■ **Problem details**: Lines before the one with "Objective: provide one point per instance of the neck." are left out; return that line and all that follow it, exactly, through the end of the data.

■ **Available records**:

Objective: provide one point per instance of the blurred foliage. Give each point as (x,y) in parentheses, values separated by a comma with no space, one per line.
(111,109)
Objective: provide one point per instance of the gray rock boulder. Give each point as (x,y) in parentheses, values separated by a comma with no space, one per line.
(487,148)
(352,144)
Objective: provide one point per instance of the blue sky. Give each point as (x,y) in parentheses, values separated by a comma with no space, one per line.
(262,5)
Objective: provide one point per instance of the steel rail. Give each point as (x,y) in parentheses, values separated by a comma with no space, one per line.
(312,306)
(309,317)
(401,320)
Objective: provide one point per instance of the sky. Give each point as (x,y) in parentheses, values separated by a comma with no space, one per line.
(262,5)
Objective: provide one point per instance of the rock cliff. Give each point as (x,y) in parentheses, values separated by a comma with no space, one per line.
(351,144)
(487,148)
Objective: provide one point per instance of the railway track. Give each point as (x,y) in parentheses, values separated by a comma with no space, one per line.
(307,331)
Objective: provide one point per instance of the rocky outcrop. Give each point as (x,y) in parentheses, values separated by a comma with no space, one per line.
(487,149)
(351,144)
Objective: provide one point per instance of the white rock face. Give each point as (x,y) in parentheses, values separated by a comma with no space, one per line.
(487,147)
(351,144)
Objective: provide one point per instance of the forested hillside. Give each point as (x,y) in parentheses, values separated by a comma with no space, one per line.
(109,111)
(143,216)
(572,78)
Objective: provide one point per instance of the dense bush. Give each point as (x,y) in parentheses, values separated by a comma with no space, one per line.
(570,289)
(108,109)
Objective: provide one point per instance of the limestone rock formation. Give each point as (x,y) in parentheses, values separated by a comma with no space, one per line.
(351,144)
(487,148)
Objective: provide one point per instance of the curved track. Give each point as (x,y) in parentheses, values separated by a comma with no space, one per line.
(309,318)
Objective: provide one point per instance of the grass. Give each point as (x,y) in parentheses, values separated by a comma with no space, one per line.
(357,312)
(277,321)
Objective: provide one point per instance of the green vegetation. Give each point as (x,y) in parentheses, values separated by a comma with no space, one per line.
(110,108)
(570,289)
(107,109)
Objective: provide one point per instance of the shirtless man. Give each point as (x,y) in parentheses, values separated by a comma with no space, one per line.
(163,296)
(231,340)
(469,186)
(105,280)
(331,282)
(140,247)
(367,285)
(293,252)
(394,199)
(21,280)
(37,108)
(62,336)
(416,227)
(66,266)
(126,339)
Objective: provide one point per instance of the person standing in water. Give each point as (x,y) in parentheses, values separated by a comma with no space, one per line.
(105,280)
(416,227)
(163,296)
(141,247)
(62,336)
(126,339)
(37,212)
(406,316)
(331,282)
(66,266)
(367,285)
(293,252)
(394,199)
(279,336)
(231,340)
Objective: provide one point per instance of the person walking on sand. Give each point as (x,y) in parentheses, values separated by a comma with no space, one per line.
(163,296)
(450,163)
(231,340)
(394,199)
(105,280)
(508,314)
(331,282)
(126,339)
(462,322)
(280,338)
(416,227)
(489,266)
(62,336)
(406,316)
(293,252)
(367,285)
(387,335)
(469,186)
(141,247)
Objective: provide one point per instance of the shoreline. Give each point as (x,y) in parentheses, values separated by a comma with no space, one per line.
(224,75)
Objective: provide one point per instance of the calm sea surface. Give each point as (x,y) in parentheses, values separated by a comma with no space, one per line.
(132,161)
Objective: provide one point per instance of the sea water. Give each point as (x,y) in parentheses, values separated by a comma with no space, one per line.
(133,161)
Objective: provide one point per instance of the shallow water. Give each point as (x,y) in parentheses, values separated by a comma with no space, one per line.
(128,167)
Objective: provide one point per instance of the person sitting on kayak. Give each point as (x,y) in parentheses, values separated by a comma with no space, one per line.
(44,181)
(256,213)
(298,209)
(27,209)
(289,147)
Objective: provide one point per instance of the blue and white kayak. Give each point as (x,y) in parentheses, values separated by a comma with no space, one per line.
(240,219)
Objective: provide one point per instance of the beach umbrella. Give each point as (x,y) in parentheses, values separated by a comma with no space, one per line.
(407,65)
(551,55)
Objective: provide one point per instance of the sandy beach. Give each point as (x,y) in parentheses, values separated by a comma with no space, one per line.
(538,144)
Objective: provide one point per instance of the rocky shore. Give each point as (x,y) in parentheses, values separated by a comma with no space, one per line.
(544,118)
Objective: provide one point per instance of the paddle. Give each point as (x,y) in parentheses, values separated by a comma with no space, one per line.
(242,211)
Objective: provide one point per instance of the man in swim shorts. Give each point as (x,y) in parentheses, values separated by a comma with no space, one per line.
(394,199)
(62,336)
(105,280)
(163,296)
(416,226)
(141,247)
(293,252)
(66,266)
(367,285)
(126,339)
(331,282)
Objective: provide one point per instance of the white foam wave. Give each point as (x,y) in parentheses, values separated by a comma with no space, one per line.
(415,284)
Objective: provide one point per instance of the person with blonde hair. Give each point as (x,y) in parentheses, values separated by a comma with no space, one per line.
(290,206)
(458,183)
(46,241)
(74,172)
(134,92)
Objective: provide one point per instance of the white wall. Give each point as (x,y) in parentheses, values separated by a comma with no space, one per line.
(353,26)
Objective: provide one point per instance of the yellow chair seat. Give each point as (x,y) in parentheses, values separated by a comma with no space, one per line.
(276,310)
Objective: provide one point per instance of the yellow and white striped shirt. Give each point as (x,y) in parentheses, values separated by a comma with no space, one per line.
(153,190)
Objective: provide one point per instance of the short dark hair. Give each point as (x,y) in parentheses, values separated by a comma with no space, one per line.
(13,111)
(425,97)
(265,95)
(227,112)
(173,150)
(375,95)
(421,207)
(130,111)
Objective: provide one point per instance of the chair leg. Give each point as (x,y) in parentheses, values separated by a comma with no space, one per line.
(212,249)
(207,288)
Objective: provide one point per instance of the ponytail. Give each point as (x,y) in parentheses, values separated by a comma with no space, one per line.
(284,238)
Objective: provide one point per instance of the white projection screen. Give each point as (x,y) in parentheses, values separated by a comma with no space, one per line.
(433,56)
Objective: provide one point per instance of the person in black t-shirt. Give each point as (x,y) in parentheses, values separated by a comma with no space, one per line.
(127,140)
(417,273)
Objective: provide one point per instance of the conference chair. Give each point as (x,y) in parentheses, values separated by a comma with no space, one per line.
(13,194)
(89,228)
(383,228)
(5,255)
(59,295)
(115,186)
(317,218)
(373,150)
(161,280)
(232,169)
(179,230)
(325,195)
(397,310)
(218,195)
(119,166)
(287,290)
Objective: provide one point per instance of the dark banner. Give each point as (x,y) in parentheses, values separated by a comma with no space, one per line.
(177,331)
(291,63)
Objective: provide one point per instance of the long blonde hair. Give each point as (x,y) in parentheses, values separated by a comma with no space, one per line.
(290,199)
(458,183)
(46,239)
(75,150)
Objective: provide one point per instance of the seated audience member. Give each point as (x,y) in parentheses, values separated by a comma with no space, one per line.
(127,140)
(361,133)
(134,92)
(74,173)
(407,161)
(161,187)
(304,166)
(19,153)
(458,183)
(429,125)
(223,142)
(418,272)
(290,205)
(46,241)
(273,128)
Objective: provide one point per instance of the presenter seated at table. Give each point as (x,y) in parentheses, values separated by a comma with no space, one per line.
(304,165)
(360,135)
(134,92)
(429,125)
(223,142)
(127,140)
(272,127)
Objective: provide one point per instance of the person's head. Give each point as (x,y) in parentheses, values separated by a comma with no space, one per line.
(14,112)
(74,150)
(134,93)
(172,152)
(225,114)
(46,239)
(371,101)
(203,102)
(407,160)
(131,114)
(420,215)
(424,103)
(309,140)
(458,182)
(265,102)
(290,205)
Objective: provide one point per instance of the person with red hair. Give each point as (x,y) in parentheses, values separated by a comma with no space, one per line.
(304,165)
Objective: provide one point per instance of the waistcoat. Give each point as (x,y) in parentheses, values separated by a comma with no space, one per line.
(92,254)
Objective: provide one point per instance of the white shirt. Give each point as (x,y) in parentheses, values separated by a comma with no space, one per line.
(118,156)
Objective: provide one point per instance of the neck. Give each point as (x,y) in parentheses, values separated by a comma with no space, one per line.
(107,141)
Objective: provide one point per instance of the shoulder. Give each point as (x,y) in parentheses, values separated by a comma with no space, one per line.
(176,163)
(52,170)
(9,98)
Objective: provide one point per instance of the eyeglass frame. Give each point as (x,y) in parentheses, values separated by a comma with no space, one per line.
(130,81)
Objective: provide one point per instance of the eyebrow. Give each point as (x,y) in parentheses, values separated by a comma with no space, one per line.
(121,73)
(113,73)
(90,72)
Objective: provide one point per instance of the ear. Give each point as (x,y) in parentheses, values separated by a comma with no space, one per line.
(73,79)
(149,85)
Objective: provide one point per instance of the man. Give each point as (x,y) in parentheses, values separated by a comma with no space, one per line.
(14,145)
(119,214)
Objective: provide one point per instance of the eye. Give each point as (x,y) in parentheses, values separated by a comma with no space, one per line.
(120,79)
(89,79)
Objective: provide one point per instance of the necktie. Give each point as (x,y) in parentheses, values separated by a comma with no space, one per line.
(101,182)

■ **Solution to this problem**:
Objective: provide one point per instance of the neck. Give each point as (x,y) in parentheses, values separated by a comma with no space, one per line.
(107,141)
Objective: provide one point per instance of the shoulder. Give each point as (x,y) in parentheses, values separated by a comma with no space, one per line.
(176,163)
(52,170)
(9,98)
Objective: provide one point per instance of the eyeglass frame. Give each point as (x,y) in parentheses, values separated by a comma with no space, one per line.
(130,81)
Objective: provide one point per instance of the eyebrow. Give each point as (x,y) in parentheses, values separated by a comma with no space, one per line.
(121,73)
(113,73)
(90,72)
Objective: provide one point per instance of the ear. Give each point as (x,y) in parentheses, values separated by a comma with no space, one per line.
(73,79)
(149,85)
Objective: provide one point per instance of the man. Give each point as (x,y) in parentheses, values separated by a comma with no space, one per line.
(14,145)
(119,214)
Objective: provide one point per instance of the eye. Give each point as (x,y) in parentheses, values separated by a comma with no space, one per line.
(120,79)
(89,79)
Objective: provide one point per instance of the necktie. Give each point as (x,y) in parentheses, values separated by a comma with no space, one per line.
(101,182)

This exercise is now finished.